PROVIDED RECORDS:
============================================================

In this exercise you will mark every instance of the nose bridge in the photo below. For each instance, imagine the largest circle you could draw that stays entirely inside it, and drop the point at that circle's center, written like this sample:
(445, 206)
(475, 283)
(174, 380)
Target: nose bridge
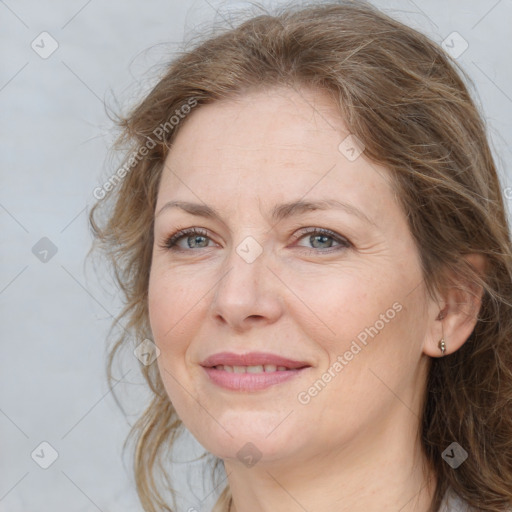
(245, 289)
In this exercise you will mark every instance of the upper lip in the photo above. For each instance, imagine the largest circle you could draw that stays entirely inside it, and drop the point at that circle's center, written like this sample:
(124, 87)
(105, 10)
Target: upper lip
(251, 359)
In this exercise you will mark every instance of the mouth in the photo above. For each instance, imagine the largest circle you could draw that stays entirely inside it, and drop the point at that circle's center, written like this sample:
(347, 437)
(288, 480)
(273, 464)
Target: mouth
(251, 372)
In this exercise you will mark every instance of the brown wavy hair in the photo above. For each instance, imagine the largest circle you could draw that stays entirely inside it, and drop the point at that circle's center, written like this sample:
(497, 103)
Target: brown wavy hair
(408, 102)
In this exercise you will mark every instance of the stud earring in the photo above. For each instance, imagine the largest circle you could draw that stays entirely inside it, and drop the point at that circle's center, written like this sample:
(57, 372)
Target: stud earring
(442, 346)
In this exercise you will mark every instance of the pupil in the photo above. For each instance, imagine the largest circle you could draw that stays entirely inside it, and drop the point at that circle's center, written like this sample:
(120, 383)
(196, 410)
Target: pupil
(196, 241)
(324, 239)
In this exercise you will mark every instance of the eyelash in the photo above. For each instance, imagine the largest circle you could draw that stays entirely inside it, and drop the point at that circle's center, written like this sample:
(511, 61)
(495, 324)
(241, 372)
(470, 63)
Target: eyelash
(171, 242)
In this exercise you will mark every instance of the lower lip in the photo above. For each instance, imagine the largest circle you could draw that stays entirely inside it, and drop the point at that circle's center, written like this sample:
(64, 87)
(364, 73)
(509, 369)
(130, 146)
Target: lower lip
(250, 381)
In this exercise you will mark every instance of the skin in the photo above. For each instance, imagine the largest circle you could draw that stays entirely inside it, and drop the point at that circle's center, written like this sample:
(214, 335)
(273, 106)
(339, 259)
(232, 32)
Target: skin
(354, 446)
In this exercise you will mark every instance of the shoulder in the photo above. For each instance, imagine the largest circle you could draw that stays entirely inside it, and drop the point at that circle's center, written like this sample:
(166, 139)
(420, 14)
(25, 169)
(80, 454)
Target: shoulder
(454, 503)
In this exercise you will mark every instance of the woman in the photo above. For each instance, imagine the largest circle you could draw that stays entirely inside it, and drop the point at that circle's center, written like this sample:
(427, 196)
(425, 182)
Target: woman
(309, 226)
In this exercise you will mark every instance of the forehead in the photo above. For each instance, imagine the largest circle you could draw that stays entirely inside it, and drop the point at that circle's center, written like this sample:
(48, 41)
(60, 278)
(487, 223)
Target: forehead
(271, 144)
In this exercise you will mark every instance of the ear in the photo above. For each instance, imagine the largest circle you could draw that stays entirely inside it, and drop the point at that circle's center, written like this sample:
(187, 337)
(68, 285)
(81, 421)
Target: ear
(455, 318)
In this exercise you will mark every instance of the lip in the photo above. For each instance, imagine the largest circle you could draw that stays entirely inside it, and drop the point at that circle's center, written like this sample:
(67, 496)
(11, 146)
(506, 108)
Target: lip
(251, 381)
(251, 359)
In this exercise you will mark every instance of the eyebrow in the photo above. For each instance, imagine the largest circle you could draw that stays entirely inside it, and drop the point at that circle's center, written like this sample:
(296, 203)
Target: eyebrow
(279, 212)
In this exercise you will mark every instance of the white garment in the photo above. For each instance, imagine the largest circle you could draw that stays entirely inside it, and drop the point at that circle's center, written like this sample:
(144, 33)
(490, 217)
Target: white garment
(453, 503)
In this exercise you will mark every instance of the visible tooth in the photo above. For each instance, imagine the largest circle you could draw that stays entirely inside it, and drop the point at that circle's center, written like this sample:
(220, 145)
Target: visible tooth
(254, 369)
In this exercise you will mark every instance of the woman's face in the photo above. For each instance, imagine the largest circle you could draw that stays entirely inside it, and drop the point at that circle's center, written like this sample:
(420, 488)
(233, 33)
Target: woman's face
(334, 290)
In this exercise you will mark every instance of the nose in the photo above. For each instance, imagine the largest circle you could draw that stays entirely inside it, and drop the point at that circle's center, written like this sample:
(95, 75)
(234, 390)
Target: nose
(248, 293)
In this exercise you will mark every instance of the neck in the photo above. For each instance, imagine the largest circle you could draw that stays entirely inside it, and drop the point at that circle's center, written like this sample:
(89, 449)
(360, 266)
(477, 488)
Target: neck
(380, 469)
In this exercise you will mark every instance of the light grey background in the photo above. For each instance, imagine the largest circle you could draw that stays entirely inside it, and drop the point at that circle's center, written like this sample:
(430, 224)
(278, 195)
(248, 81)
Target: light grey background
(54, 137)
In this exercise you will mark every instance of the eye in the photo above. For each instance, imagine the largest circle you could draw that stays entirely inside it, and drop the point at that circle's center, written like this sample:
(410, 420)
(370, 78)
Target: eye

============================================================

WHAT THIS TASK INVOLVES: Reproduce the entries above exactly, without images.

RESPONSE FOR THIS EXERCISE:
In this exercise you will mark every instance of the nose bridge in the photo below. For each instance, imagine the largest circle you could draw that stays entirely inside it, and drop the point at that circle's center, written like this sample:
(445, 206)
(475, 283)
(174, 380)
Target: nose bridge
(245, 289)
In this exercise you will mark every instance of the upper lip in the photo above. For each instance, imagine the largest circle you could draw that stays entirely inside it, and drop the point at that circle's center, written like this sample:
(124, 87)
(105, 10)
Target: upper lip
(251, 359)
In this exercise you will mark every instance of the mouth in the photo above. For each instance, imagine the largest circle you could draw that stays entirely inside it, and drop the point at that circle's center, written like this sample:
(347, 437)
(288, 480)
(273, 464)
Target: mouth
(251, 372)
In this exercise you will mark every instance of the brown wavy hair in the photo above. For each instance, imagine the largest circle you could draw that stays entirely inside it, and drop the point at that circle's center, written like this sample:
(497, 103)
Target: brown wavy hair
(408, 102)
In this exercise you will mark every instance of the stud earring in the photo above. For each instance, imagine the largest circle you could draw that stays entirely inside it, and drop the point at that circle's center, written like this sample:
(57, 372)
Target: stud earring
(442, 346)
In this exercise you will mark every instance of the pupil in the photo above. For each instance, imagine the largest circle you could draw that stays entirely inside it, and drop the point at that circle's center, written like this sample:
(120, 383)
(196, 410)
Target: pupil
(196, 241)
(324, 239)
In this exercise you will mark every instance of the eyelash in the photo above. For each instance, imagine the largest circle you could draw that stays entirely inside it, and drop the point at that circle's center, written like this sample:
(511, 61)
(495, 324)
(241, 372)
(470, 63)
Target: eyelash
(171, 242)
In this exercise you will mark every instance of the lower lip in the photo above. For each instance, imagine the largest circle you could draw that stays entirely inside it, and drop the point at that circle's center, written like this sample:
(64, 87)
(364, 73)
(509, 369)
(130, 146)
Target: lower lip
(250, 381)
In this exercise you will mark every instance of the skin in the photo above. For each instance, imagine the largest circle you could draw that stays entirely inside it, and drop the point at that circle's center, written like this sample:
(214, 335)
(273, 106)
(339, 259)
(232, 32)
Target: skin
(354, 446)
In this exercise you will mark every instance of the shoulder in the photo above. For each instance, imagine the largest circle you could draw that stays entirely inside it, and drop the point at that circle's center, written like this sample:
(166, 139)
(420, 14)
(25, 169)
(80, 454)
Target: shoulder
(454, 503)
In this exercise you will mark every instance of the woman in the photo above. For each instance, imagine the largest circle you could draw that stays entirely inside it, and drop the point at that circle's center, written like this sample:
(427, 196)
(425, 182)
Target: woman
(309, 226)
In this exercise you will mark every instance of the forehead in the photo above. For each instance, imagine the largest circle you could draw that stays entirely inside it, and drop the point at that circle's center, written like this sample:
(48, 41)
(60, 278)
(487, 223)
Target: forehead
(271, 144)
In this exercise you will mark every instance of the ear in the photo above. For each instance, imagine the largest circle you could draw that stays entirely inside it, and drop the point at that circle's center, written like this sample:
(187, 337)
(68, 285)
(81, 421)
Target: ear
(455, 318)
In this exercise you will mark every instance of the lip in the photo above. For each instance, imagine the largest circle you could draw that stays entirely inside it, and drop the point at that circle's center, written like this sample:
(67, 496)
(11, 146)
(506, 108)
Target: lip
(251, 381)
(251, 359)
In this exercise you will mark every instance of the eyebrow in the photo above. For each instance, imagine the largest circle you could draw that stays entirely inside it, and drop the point at that circle's center, written like this sample:
(296, 203)
Target: eyebrow
(279, 212)
In this exercise you will mark every instance of the white garment in the photo above. For each instance, imagine the largest circle you could draw that stays entirely inside it, and drop the point at that circle's center, written like this sample:
(144, 33)
(490, 217)
Target: white garment
(453, 503)
In this exercise you will mark every instance of the visible tooth in the photo above. For each instance, imagine the largest circle you could draw that stays entirely inside it, and drop the point at that circle's center, written like this sample:
(220, 145)
Target: visible tooth
(254, 369)
In this exercise you will mark every instance of the woman's face in the photo above. For each instance, imagine the largest circle you could draw that stays entirely inside it, and drop the point at that circle's center, written like this sample:
(420, 488)
(233, 33)
Target: woman's face
(334, 290)
In this exercise you will mark every instance of the nose in the photo above. For each instance, imagine the largest circle you could draw that stays entirely inside it, and drop the point at that circle's center, written like this sample:
(95, 75)
(234, 390)
Target: nose
(248, 293)
In this exercise you will mark every instance of the neck in the photo above. For each instance, imagine the largest circle you could draw that stays entirely inside it, and drop the point at that circle's center, written like this sample:
(89, 449)
(360, 266)
(477, 488)
Target: neck
(380, 469)
In this exercise you will mark every instance of the light grey background in the photo above. For each instance, imagine the largest circle you could draw that stays entirely inside it, and drop the point at that circle's center, written like this sample:
(430, 224)
(278, 195)
(248, 81)
Target: light grey background
(54, 137)
In this exercise you will mark every instance of the eye in the photo above. For each instance, imagine the largest circle you could draw that stays entirely inside it, and drop the point at that circle's center, written like this sample:
(410, 420)
(370, 78)
Target: eye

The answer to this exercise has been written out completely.